Task description:
Please find every line in the rows below that contains the string "elbow", and copy each of those lines out in full. Case counts, so a line matches only if its capitalization is the same.

Extracted data:

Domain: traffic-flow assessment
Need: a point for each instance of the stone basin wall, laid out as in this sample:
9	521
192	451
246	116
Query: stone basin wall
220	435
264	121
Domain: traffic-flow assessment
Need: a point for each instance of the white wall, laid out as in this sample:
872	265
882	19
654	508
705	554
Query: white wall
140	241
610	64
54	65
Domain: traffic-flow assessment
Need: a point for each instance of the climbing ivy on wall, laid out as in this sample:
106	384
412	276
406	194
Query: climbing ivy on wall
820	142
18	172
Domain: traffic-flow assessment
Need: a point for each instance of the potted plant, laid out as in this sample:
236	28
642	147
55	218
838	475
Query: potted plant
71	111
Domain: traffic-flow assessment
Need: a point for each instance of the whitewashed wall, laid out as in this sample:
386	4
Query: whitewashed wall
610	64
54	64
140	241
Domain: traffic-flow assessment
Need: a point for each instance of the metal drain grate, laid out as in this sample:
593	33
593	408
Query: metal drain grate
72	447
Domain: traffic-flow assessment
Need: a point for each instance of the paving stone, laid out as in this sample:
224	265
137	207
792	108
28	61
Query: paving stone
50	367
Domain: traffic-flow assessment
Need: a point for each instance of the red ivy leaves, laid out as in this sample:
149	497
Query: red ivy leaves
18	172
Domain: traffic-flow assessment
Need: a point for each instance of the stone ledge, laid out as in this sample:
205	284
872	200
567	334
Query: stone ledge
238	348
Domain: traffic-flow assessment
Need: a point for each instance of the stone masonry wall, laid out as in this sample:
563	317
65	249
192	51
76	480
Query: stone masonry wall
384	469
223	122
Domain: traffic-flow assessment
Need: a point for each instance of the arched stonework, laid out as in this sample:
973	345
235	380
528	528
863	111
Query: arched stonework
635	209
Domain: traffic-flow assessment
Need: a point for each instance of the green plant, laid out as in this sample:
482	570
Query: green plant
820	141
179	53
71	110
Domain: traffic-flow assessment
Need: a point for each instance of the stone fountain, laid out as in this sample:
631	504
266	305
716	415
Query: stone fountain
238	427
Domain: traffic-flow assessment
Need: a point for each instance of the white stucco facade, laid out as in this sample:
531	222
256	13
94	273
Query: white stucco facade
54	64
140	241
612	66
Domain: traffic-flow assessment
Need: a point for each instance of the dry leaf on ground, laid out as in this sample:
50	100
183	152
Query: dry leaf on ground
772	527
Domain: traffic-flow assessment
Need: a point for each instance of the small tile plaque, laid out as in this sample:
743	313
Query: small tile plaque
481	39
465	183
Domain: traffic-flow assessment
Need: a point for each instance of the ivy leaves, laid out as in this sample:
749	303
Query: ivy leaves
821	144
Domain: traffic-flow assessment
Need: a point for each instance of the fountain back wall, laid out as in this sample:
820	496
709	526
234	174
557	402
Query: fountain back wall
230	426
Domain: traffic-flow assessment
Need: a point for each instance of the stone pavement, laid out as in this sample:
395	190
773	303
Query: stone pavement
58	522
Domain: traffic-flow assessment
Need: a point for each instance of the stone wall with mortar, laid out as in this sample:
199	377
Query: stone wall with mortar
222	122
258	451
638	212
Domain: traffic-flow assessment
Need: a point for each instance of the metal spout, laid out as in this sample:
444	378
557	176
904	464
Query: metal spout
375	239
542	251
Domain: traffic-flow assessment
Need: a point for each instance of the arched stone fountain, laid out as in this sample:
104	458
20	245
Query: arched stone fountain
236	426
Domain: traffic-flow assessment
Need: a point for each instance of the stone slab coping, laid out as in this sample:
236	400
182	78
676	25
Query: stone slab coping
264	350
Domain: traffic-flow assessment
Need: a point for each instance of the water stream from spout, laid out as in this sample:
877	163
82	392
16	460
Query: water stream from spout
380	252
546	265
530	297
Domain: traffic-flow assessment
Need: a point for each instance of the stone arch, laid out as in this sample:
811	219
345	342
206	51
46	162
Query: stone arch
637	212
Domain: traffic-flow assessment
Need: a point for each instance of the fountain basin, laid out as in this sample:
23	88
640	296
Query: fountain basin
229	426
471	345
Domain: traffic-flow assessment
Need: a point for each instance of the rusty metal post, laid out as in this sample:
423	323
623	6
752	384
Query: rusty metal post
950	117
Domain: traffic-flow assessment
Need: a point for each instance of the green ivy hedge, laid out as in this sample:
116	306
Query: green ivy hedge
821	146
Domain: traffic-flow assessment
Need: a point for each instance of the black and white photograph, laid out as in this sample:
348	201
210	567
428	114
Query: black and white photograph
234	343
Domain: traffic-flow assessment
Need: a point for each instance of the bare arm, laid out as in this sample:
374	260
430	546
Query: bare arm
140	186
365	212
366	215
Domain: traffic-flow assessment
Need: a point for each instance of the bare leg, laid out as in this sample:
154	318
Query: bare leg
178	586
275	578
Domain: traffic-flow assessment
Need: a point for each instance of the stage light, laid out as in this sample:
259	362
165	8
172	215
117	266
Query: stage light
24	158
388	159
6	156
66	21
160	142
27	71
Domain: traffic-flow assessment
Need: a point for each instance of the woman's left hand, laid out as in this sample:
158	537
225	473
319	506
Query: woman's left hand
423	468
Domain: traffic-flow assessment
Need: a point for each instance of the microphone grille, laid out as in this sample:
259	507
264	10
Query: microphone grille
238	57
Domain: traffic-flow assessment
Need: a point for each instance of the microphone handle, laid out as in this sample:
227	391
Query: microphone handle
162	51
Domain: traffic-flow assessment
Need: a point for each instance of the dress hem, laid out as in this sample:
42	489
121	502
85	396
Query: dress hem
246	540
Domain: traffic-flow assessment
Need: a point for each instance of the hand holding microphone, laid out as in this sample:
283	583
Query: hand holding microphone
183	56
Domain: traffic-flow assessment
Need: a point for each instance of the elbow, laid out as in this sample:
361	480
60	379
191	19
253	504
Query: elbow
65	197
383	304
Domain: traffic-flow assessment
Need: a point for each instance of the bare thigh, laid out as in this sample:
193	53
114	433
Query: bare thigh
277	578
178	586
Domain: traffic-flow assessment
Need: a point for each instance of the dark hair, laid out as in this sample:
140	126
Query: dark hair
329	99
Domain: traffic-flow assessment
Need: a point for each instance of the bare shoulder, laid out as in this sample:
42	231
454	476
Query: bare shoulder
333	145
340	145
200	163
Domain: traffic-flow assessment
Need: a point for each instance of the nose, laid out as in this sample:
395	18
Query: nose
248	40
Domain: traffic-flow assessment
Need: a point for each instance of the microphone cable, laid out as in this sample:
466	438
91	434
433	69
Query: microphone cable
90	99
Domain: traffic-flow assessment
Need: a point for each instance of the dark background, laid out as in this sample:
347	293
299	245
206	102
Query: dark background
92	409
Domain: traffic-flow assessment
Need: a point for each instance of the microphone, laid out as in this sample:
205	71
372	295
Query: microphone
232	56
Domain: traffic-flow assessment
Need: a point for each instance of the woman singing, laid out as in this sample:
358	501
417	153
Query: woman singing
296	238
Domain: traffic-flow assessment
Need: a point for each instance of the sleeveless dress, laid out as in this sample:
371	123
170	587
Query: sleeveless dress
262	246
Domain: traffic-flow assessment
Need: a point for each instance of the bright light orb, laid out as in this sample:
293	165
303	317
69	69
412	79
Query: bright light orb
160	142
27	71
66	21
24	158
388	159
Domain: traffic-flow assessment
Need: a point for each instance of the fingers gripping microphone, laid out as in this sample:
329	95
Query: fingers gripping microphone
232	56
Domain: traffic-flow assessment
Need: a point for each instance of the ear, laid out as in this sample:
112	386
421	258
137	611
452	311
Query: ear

Task response:
Need: a point for each instance of the elbow, laid out as in this sample:
Query: elbow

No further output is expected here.